→ Exercise directions
Reproduce the line that contains "Mark every instance of the player in" and every line after it through the end of the records, exactly, with nothing added.

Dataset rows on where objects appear
◆ ◆ ◆ ◆ ◆ ◆ ◆

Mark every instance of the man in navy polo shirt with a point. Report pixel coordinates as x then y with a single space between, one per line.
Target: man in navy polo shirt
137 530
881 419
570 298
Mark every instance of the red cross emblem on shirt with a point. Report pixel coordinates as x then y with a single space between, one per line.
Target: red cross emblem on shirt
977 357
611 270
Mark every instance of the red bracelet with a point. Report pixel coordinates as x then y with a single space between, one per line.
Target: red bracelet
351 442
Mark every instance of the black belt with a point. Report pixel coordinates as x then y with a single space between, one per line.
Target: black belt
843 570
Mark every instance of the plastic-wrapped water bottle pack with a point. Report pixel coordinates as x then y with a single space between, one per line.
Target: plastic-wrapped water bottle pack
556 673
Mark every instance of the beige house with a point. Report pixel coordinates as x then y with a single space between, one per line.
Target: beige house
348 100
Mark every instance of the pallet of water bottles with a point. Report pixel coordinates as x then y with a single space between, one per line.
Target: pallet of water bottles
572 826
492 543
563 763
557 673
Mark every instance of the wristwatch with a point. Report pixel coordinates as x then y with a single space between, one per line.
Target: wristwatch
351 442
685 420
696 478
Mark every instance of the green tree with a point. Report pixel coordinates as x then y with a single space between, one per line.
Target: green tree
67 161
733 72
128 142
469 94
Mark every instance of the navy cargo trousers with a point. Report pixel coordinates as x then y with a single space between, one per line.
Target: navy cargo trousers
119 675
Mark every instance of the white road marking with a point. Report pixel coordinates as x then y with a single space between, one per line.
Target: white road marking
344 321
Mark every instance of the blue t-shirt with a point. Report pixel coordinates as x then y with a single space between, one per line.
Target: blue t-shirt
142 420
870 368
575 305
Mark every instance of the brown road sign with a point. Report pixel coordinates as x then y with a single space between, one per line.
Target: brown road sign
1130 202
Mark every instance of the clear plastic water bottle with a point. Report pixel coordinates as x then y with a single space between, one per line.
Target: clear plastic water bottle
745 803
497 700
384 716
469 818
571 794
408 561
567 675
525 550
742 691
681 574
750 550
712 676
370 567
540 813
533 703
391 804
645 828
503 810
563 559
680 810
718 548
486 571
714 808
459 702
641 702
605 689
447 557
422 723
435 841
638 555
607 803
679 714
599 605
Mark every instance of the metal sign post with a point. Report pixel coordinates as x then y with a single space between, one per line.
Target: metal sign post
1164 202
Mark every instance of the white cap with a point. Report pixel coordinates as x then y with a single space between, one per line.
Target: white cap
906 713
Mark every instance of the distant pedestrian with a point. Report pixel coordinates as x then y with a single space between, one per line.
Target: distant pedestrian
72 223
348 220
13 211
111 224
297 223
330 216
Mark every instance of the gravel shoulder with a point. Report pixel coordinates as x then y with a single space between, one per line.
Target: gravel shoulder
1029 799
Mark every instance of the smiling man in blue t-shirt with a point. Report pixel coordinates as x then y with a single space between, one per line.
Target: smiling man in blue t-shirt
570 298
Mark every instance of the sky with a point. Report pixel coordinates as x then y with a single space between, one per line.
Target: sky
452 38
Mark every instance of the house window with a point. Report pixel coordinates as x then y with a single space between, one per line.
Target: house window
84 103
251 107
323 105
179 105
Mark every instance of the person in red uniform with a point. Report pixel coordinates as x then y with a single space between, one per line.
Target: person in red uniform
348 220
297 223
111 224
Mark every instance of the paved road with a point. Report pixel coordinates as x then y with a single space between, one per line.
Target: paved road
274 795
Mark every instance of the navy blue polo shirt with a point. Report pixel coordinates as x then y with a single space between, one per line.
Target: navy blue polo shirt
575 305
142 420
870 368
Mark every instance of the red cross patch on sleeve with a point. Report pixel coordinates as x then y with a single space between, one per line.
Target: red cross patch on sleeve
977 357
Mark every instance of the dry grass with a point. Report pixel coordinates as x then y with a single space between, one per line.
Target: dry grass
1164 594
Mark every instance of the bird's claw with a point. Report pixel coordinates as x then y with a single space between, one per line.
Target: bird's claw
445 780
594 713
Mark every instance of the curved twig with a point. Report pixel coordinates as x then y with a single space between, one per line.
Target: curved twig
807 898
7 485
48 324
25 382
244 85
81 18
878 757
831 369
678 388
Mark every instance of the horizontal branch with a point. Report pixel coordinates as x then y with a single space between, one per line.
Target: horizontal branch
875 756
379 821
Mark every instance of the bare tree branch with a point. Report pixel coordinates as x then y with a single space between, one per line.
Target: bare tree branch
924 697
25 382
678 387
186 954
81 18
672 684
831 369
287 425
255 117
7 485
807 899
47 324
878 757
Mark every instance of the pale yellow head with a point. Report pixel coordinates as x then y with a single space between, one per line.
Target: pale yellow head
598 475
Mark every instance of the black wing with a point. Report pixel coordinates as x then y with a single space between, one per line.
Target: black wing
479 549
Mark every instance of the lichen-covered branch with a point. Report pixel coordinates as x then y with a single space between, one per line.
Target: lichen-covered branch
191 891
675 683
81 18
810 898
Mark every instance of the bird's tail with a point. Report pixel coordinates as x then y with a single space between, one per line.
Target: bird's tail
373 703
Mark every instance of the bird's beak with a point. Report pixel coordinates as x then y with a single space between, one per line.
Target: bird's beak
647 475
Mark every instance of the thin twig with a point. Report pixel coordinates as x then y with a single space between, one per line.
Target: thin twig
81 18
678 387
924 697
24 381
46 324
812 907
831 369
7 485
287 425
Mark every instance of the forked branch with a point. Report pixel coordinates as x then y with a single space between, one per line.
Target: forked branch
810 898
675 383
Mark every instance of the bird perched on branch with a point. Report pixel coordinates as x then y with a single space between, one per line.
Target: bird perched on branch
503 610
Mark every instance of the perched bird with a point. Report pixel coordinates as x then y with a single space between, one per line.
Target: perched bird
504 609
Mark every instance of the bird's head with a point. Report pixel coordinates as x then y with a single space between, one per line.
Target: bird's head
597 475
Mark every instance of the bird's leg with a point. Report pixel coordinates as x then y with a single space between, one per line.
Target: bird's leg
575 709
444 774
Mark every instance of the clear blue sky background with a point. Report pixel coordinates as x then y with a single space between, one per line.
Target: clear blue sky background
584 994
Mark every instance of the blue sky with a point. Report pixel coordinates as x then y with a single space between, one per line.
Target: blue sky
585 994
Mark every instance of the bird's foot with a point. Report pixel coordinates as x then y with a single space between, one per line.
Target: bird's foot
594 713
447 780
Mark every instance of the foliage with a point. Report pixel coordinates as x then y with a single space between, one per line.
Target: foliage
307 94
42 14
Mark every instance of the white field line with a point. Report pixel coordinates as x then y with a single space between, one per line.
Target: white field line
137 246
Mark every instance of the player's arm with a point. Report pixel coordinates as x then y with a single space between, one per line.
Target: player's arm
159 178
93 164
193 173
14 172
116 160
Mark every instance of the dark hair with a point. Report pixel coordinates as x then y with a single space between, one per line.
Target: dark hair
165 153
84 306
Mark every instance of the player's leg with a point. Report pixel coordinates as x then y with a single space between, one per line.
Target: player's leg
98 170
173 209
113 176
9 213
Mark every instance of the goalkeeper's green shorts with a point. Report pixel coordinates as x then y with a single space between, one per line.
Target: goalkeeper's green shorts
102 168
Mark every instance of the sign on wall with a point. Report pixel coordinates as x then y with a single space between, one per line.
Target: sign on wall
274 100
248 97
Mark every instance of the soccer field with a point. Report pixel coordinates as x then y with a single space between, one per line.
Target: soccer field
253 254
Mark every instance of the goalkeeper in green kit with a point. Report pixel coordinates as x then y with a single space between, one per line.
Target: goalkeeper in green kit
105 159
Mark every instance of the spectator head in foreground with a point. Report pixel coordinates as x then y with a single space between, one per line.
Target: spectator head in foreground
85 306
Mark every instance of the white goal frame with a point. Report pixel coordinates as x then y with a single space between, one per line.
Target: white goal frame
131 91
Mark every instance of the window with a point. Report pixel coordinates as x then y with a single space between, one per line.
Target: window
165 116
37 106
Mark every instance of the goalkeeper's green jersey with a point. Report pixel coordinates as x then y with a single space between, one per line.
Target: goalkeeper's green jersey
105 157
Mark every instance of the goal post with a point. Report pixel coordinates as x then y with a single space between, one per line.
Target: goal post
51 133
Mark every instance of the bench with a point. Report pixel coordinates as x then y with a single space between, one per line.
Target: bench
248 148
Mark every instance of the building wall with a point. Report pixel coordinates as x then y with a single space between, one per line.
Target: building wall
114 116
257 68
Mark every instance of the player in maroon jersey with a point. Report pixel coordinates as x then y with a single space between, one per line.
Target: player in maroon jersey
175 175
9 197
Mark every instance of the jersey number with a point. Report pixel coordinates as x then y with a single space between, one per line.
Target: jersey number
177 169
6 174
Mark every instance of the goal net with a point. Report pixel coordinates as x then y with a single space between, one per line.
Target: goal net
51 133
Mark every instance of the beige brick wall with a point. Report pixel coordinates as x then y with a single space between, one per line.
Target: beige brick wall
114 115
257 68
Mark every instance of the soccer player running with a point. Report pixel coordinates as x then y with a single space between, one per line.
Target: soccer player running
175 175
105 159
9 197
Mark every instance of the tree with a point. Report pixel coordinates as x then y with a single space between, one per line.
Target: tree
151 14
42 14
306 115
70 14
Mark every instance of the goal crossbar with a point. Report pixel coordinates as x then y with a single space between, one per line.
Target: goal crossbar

◆ ◆ ◆ ◆ ◆ ◆ ◆

→ Task response
Mark every instance of the player in maroon jersey with a point. Report pixel coordinates as x then y with a single space between, one per line.
Target: player in maroon jersey
175 175
9 197
Mark every instance of the jersey number with a point. Report pixel coordinates as x then y with a single space between, one per line.
Target: jersey number
177 169
6 174
Mark every instance of the goal net with a point. Report pixel coordinates as x then y with a single space between, one per line.
Target: goal net
51 133
Mark every instance of the beige brick wall with a point. Report pixel coordinates as x then y with a single space between, one per line.
Target: beige brick wall
114 115
257 68
Mark every instance of the soccer player running with a point. Report pixel coordinates as x then y with a single space between, one per line.
Target: soccer player running
175 175
105 159
9 197
Mark every instance of the tree with a point. Report pixel coordinates as x then y with a single space between, one per line.
Target: tree
151 14
42 14
306 115
70 14
Mark every instance of the goal crossbar with a point. Report pixel coordinates as x then y with a single space between, one per line.
Target: goal crossbar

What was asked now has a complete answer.